Exercise: Leaving out any pictures, print the entries that follow exactly as they stand.

Available data:
##########

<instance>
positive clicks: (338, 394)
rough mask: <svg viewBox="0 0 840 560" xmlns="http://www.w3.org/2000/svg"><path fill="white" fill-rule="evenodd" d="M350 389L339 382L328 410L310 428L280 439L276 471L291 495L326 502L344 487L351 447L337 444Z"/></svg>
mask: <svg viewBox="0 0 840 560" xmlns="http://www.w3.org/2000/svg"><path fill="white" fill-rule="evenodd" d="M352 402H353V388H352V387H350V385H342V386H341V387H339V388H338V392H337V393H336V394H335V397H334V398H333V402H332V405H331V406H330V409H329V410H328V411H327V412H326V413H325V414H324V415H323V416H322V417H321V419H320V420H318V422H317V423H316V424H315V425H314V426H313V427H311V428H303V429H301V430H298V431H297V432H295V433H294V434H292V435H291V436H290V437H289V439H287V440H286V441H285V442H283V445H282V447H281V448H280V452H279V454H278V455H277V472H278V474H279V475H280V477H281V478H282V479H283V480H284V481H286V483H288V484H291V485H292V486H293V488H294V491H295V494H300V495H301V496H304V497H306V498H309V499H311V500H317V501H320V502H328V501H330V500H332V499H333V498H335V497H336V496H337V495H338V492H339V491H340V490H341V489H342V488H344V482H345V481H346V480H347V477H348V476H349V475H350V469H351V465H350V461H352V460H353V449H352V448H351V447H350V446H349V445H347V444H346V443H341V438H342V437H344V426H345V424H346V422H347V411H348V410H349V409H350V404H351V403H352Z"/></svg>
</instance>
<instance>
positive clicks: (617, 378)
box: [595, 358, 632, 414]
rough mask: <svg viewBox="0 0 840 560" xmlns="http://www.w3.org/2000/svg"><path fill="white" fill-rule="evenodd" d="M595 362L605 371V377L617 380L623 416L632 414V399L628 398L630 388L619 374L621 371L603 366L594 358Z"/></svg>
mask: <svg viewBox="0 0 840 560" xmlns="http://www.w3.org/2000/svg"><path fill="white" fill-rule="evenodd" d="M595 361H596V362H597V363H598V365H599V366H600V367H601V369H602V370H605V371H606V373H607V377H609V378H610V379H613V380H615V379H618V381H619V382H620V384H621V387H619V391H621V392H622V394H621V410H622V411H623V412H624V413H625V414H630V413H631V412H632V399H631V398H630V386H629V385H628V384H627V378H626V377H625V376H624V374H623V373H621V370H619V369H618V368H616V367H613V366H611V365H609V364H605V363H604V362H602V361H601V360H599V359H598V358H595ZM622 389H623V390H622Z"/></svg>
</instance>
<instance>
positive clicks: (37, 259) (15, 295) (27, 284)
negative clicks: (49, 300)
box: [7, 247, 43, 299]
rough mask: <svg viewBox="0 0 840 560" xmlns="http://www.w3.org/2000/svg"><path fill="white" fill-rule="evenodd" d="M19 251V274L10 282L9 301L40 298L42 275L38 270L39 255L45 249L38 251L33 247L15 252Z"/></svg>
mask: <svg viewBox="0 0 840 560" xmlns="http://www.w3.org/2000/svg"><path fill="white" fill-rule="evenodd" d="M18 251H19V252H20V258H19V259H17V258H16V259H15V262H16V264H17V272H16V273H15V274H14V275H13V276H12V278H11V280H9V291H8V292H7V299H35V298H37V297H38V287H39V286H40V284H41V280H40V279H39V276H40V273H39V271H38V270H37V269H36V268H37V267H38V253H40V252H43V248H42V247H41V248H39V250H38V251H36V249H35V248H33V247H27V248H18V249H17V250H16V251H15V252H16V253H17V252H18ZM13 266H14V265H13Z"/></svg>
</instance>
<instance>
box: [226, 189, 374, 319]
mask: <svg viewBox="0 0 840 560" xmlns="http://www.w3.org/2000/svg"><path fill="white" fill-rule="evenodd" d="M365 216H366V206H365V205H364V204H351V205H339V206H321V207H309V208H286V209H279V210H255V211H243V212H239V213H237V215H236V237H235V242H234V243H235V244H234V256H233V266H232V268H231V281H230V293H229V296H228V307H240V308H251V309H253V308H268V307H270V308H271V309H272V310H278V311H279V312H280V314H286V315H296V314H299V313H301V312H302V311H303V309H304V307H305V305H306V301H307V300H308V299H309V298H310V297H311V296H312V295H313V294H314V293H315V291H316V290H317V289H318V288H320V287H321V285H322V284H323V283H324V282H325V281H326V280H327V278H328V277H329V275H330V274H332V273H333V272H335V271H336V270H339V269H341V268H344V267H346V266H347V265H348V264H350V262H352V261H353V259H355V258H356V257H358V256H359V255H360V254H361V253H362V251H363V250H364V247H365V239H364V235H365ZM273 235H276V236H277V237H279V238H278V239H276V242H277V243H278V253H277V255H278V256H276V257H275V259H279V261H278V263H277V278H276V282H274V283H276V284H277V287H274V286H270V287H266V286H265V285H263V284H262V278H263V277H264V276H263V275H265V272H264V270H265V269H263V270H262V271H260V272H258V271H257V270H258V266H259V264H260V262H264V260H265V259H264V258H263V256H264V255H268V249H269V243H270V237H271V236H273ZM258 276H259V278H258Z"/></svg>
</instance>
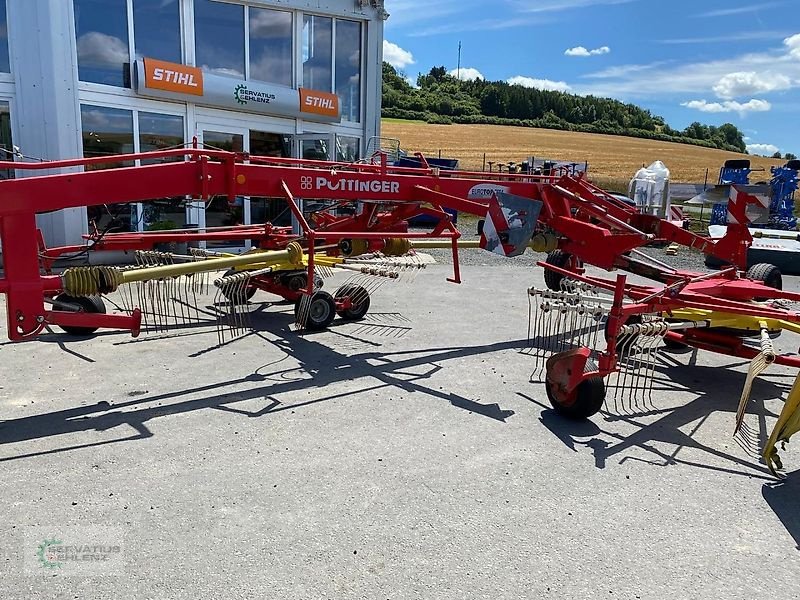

##########

Result of this task:
<instance>
positive clicks: (338, 394)
rough mask: <svg viewBox="0 0 840 560" xmlns="http://www.w3.org/2000/svg"><path fill="white" fill-rule="evenodd" d="M350 389L339 382L328 410L310 428L280 439L276 471L291 495L326 502L344 487L351 447L337 444Z"/></svg>
mask: <svg viewBox="0 0 840 560" xmlns="http://www.w3.org/2000/svg"><path fill="white" fill-rule="evenodd" d="M352 402H353V388H352V387H350V385H342V386H341V387H339V388H338V392H337V393H336V394H335V397H334V398H333V402H332V405H331V406H330V409H329V410H328V411H327V412H326V413H325V414H324V415H323V416H322V417H321V419H320V420H318V422H317V423H316V424H315V425H314V426H313V427H311V428H303V429H301V430H298V431H297V432H295V433H294V434H292V435H291V436H290V437H289V439H287V440H286V441H285V442H283V445H282V447H281V448H280V452H279V454H278V455H277V472H278V474H279V475H280V477H281V478H282V479H283V480H284V481H286V483H288V484H291V485H292V486H293V488H294V491H295V494H300V495H301V496H304V497H306V498H309V499H311V500H317V501H320V502H328V501H330V500H332V499H333V498H335V497H336V496H337V495H338V492H339V491H340V490H341V489H342V488H344V482H345V481H346V480H347V477H348V476H349V475H350V469H351V465H350V461H352V460H353V449H352V448H351V447H350V446H349V445H347V444H346V443H341V438H342V437H344V426H345V424H346V422H347V411H348V410H349V409H350V404H351V403H352Z"/></svg>
</instance>
<instance>
positive clicks: (617, 378)
box: [595, 358, 632, 414]
rough mask: <svg viewBox="0 0 840 560" xmlns="http://www.w3.org/2000/svg"><path fill="white" fill-rule="evenodd" d="M595 362L605 371V377L617 380L623 416L632 414V399L628 398L630 388L619 374L621 371L603 366L594 358Z"/></svg>
mask: <svg viewBox="0 0 840 560" xmlns="http://www.w3.org/2000/svg"><path fill="white" fill-rule="evenodd" d="M595 361H596V362H597V363H598V365H599V366H600V367H601V369H602V370H605V371H606V373H607V377H609V378H610V379H613V380H615V379H618V381H619V382H620V384H621V387H619V391H621V392H622V394H621V410H622V411H623V412H624V413H625V414H630V413H631V412H632V399H631V398H630V386H629V385H628V384H627V378H626V377H625V376H624V374H623V373H621V370H619V369H618V368H616V367H613V366H611V365H609V364H605V363H604V362H602V361H601V360H599V359H598V358H595ZM622 389H623V390H622Z"/></svg>
</instance>
<instance>
positive clicks: (37, 259) (15, 295) (27, 284)
negative clicks: (49, 300)
box: [7, 247, 43, 299]
rough mask: <svg viewBox="0 0 840 560" xmlns="http://www.w3.org/2000/svg"><path fill="white" fill-rule="evenodd" d="M19 251V274L10 282L9 301L40 298L42 275L38 270L39 255L45 249L38 251L33 247L15 252Z"/></svg>
mask: <svg viewBox="0 0 840 560" xmlns="http://www.w3.org/2000/svg"><path fill="white" fill-rule="evenodd" d="M18 251H19V252H20V258H19V259H17V258H16V259H15V262H16V264H17V272H16V273H15V274H14V275H13V276H12V278H11V280H9V291H8V292H7V299H35V298H37V297H38V287H39V286H40V284H41V280H40V279H39V276H40V273H39V271H38V270H37V269H36V268H37V267H38V253H40V252H43V248H42V247H41V248H39V250H38V251H36V249H35V248H33V247H27V248H18V249H17V250H16V251H15V252H16V253H17V252H18ZM13 266H14V265H13Z"/></svg>
</instance>
<instance>
box: [226, 189, 374, 319]
mask: <svg viewBox="0 0 840 560" xmlns="http://www.w3.org/2000/svg"><path fill="white" fill-rule="evenodd" d="M365 216H366V206H365V205H364V204H351V205H339V206H321V207H309V208H286V209H279V210H255V211H243V212H239V213H237V215H236V237H235V242H234V243H235V244H234V256H233V266H232V268H231V281H230V293H229V296H228V307H240V308H251V309H253V308H268V307H270V308H271V309H272V310H278V311H279V312H280V314H286V315H296V314H299V313H301V312H302V311H303V309H304V307H305V305H306V301H307V300H308V299H309V298H310V297H311V296H312V295H313V294H314V293H315V291H316V290H317V289H318V288H320V287H321V285H322V284H323V283H324V282H325V281H326V280H327V278H328V277H329V275H330V274H332V273H333V272H335V271H336V270H339V269H341V268H344V267H346V266H347V265H348V264H350V262H352V261H353V259H355V258H356V257H358V256H359V255H360V254H361V253H362V251H363V250H364V247H365V239H364V235H365ZM273 235H276V236H277V237H279V238H278V239H276V242H277V243H278V253H277V255H278V256H276V257H275V259H279V261H278V263H277V278H276V282H274V283H276V284H277V287H274V286H270V287H266V286H265V285H263V284H262V278H263V277H264V276H263V275H265V272H264V270H265V269H263V270H262V271H260V272H258V271H257V270H258V266H259V264H260V262H264V260H265V259H264V258H263V256H264V255H268V249H269V243H270V237H271V236H273ZM258 276H259V278H258Z"/></svg>
</instance>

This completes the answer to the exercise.